START Excerpted data

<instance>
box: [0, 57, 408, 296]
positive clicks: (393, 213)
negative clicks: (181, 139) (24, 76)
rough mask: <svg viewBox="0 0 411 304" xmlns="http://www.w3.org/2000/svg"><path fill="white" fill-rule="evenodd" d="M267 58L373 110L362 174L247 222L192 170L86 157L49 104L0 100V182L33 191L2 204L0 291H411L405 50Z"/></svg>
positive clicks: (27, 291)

END Excerpted data

# Problem description
Print all of the material above again, line for line, without changing anything.

# Your response
<instance>
box: [0, 57, 408, 296]
positive clicks: (393, 213)
negative clicks: (181, 139) (24, 76)
rough mask: <svg viewBox="0 0 411 304" xmlns="http://www.w3.org/2000/svg"><path fill="white" fill-rule="evenodd" d="M267 58L373 110L362 174L247 222L192 170L86 157L49 104L0 100V182L33 191L2 204L0 291H411L405 50Z"/></svg>
positive clicks: (27, 291)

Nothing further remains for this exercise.